I worry about the way that many people think about education–if they bother to think about it at all. What got me started thinking about it was a podcast titled “Freakonomics Goes to College, Part 2,” which I listened to at the gym this morning (and you can find at the link). The podcast focused on assessing the economic value of a college education. As soon as I got home I checked out the dictionary definition of the word education, which is:

the act or process of imparting or acquiring general knowledge, developing the powers of reasoning and judgment, and generally of preparing oneself or others intellectually for mature life.

Interestingly, though, there seems to be no consistent agreement, even among educators, about the purpose of education.

Philosopher Eric Hoffer wrote:

The central task of education is to implant a will and facility for learning; it should produce not learned but learning people. The truly human society is a learning society, where grandparents, parents, and children are students together.

Bill Beattie, a noted coach, has been quoted as saying:

The aim of education should be to teach us rather how to think, than what to think—rather to improve our minds, so as to enable us to think for ourselves, than to load the memory with the thoughts of other men.
#####
● **Task set**:
(a) Decide whether each statement below agrees with the text on the purpose of education, answering yes or no and quoting the exact words of the text that settle it. (i) The writer listened to the podcast at the gym. (ii) Educators broadly agree about what education is for. (iii) Eric Hoffer is described as a coach.
(b) Pick up the text on the purpose of education after its last sentence and continue writing it.

● **Material**:
#####
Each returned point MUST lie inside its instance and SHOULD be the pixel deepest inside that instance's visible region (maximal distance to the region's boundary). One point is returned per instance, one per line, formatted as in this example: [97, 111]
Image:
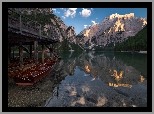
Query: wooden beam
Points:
[36, 52]
[21, 54]
[30, 50]
[43, 54]
[9, 54]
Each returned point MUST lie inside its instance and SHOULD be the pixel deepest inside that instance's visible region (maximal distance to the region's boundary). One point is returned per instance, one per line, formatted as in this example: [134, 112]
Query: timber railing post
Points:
[20, 24]
[40, 31]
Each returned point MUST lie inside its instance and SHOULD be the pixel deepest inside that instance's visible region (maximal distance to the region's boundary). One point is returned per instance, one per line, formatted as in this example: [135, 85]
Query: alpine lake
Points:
[87, 79]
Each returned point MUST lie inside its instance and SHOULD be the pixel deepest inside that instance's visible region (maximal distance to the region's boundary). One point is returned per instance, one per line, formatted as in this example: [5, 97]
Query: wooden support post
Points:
[36, 52]
[9, 54]
[40, 31]
[43, 54]
[13, 52]
[21, 54]
[30, 50]
[20, 25]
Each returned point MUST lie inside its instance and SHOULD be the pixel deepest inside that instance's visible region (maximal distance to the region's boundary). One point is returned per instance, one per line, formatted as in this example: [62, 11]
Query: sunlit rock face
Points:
[115, 28]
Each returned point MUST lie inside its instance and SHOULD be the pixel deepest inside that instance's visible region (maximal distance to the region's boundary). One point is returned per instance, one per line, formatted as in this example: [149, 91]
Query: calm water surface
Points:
[89, 79]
#####
● **Answers to the problems**:
(a)
(i) Yes: "which I listened to at the gym this morning"
(ii) No: "there seems to be no consistent agreement, even among educators, about the purpose of education."
(iii) No: "Philosopher Eric Hoffer wrote:"

(b)
I agree with Hoffer and Beattie that education’s primary purpose is not to provide job skills or knowledge so that people can earn more money. Education should transform us–it should change the way that we think about our world.  Because education, done right,  does so much more than add bits of knowledge to our repertoire. Education opens our minds to new and radically different ideas, to unlimited possibilities for both personal accomplishment and the advancement of mankind. Perhaps most importantly, Education is the opposite of Ignorance, and I fear Ignorance.

Ignorance breeds Intellectual Rigidity.

Intellectual Rigidity breeds Intolerance.

Intolerance breeds Hatred.

And if we can’t stop the rampant growth of Hatred in our world, Hatred will be the end of us. Education, by eradicating Ignorance,  might be the best defense against the growth of Hatred.

Ben Franklin hit the nail on the head over two hundred years ago, when he wrote:

The only thing more expensive than education is ignorance.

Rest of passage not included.